# SOURCE PASSAGE
------------------------
During spring and summer 2019, as crews excavated for the foundation of the new Bonney Science Center, they removed a stunning amount of ancient blue-gray marine clay — more than 10,000 cubic yards, according to an estimate from subcontractor Gendron & Gendron.
We watched captivated as excavating machines scooped and scraped the clay, all clingy, sculptural, and glistening like unappetizing Jell-O. For weeks on end, a procession of G&G dump trucks arrived empty at the Campus Avenue site, across from Carnegie Science, and drove away full of clay.
We found it remarkable, but for G&G, as for earthwork contractors in much of Maine, it was no big whoop.
Likewise unsurprising to the construction team was the behavior of the clay left behind in the ground, which complicated preparations for laying the science center’s foundation — in what was just another installment of the complications clay has caused for the people who build and maintain facilities at Bates.
------------------------
# EXTRACTED RECORDS
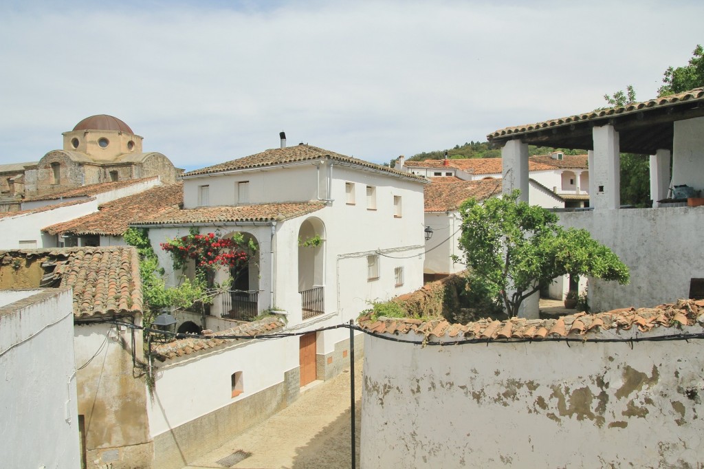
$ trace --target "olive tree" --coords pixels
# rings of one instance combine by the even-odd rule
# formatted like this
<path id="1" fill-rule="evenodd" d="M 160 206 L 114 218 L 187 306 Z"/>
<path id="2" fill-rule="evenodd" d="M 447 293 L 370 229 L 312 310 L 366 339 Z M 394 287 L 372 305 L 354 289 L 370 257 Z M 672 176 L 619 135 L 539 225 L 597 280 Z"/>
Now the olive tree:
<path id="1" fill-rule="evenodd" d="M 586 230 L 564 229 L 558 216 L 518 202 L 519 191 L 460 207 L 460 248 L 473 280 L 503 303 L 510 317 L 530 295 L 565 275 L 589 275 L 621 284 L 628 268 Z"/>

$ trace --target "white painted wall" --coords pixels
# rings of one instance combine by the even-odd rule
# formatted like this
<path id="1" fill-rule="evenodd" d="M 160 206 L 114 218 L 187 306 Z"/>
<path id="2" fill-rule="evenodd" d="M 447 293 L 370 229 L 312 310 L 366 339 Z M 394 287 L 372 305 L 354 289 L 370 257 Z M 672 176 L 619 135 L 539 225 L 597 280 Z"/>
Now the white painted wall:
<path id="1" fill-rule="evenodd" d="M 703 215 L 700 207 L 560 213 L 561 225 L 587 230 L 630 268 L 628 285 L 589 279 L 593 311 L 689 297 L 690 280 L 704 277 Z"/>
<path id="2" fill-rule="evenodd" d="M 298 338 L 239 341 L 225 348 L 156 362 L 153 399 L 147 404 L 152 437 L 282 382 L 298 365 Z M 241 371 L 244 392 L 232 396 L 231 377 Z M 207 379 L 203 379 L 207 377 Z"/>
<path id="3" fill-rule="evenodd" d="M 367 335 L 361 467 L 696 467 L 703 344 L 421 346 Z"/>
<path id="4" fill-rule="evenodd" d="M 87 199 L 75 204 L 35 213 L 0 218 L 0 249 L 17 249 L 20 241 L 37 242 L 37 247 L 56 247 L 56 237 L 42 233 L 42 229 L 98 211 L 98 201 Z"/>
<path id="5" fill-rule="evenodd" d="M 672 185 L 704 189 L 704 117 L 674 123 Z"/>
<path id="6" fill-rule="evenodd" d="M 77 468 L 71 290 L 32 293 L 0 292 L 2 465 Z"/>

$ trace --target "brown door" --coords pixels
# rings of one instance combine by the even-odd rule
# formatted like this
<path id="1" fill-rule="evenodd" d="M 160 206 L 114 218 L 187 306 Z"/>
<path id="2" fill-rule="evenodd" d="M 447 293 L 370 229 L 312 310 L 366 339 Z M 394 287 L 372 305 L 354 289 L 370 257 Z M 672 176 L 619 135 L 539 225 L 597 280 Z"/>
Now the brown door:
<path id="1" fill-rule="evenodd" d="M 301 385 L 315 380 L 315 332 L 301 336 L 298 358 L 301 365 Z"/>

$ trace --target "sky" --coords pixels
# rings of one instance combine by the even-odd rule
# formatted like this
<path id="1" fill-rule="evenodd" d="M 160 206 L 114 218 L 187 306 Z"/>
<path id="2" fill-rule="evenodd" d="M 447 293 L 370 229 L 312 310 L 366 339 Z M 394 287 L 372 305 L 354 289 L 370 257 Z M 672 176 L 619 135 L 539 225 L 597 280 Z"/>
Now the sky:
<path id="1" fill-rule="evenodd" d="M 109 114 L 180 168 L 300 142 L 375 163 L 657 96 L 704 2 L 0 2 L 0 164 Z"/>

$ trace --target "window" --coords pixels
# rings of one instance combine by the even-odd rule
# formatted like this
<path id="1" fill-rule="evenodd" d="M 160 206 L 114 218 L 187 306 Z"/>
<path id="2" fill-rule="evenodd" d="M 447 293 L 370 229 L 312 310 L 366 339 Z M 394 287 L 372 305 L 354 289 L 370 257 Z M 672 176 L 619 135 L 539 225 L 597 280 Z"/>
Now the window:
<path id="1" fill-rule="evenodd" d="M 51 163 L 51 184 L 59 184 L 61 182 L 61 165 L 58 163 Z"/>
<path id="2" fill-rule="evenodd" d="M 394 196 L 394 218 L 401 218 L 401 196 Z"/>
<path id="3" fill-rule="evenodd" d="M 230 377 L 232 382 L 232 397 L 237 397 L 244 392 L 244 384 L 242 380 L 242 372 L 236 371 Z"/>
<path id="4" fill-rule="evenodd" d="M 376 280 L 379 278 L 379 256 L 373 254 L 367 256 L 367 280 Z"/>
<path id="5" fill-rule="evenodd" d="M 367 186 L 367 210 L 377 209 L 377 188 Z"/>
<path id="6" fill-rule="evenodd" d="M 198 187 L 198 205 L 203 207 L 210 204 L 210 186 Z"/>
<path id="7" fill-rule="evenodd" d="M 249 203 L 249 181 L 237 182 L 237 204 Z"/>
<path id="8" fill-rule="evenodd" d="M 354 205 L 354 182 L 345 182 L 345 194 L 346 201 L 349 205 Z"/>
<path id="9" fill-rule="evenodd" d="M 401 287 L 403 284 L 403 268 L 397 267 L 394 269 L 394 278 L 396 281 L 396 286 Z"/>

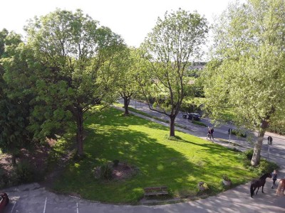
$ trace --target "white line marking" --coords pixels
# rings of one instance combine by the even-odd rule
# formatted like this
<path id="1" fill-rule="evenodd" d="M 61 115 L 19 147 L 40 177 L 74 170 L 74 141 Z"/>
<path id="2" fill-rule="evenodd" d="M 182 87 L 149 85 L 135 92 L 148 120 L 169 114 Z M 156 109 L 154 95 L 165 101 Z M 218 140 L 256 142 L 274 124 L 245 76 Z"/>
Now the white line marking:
------------------------
# DESCRIPTION OF THE TASK
Can you repeat, word for word, the part of the clay excavation passage from "During spring and" up to and including "no big whoop."? The lines come from a different source than the passage about the clay.

# REPLY
During spring and summer 2019, as crews excavated for the foundation of the new Bonney Science Center, they removed a stunning amount of ancient blue-gray marine clay — more than 10,000 cubic yards, according to an estimate from subcontractor Gendron & Gendron.
We watched captivated as excavating machines scooped and scraped the clay, all clingy, sculptural, and glistening like unappetizing Jell-O. For weeks on end, a procession of G&G dump trucks arrived empty at the Campus Avenue site, across from Carnegie Science, and drove away full of clay.
We found it remarkable, but for G&G, as for earthwork contractors in much of Maine, it was no big whoop.